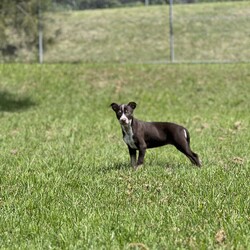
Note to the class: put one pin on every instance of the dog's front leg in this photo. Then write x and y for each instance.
(142, 152)
(132, 153)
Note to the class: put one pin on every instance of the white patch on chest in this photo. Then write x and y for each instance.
(185, 133)
(128, 136)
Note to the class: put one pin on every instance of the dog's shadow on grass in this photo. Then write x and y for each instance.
(13, 103)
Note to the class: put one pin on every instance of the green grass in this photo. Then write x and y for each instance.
(65, 179)
(202, 32)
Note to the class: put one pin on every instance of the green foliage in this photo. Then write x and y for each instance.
(65, 178)
(18, 26)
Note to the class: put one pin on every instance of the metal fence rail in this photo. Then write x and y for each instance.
(170, 33)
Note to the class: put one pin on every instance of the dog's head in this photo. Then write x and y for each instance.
(124, 112)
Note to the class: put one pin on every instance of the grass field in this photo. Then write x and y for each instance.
(65, 178)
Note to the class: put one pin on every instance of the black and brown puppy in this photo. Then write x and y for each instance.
(140, 135)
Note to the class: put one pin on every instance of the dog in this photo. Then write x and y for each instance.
(140, 135)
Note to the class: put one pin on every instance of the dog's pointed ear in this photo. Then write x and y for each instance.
(114, 106)
(132, 105)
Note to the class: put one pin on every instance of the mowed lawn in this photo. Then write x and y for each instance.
(65, 179)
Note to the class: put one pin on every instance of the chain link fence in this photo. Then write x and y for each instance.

========================

WHAT YOU ARE ASKED TO DO:
Rewrite all of the items above, replacing "pin" with "marker" and leaving everything else unchanged. Omit the pictures from your answer.

ANSWER TO THE EXERCISE:
Note to the class: put one marker on every instance of the dog's front leg in this photo. Then write x and y for each instance.
(142, 152)
(132, 153)
Note to the class: put one marker on every instance of the white patch on chest in this photo. Then write x and y for each instance.
(185, 133)
(128, 136)
Note to the class: put one marker on every instance of the dog's shadow on grass in this photo. Then write x and y for each instance.
(13, 103)
Note to the class: put one marker on every instance of the green grass in this photo. Then write x and y for each instance.
(65, 179)
(202, 32)
Note to the class: put one marker on every instance of the green foliage in this photo. Then write x and y for each instance.
(65, 178)
(18, 26)
Note to the class: put one marker on every instance of the metal fence rail in this photo. Then write x and y for each instance.
(170, 33)
Note to the class: put one marker on every instance of the dog's head in this photo. Then write x and y for each instance.
(124, 112)
Note to the class: put one marker on every instance of the grass field in this photo. Then write x and y for each instance.
(65, 178)
Note to the class: put one marker on every instance of the black and brown puppy in this photo. Then write x and y for each instance.
(140, 135)
Note to the class: put one marker on every instance of the dog in this photo. Then write x and y for each instance.
(140, 135)
Note to the class: put one marker on every instance of the dog's pointed ear in this photo. Then write x and y for each instance.
(114, 106)
(132, 105)
Note to the class: put one marker on every instance of the mowed lawn in this photo. Then write x and y for each instance.
(65, 179)
Note to the class: put one marker on every instance of the chain link fence in this photo. Then write x and y for each instance.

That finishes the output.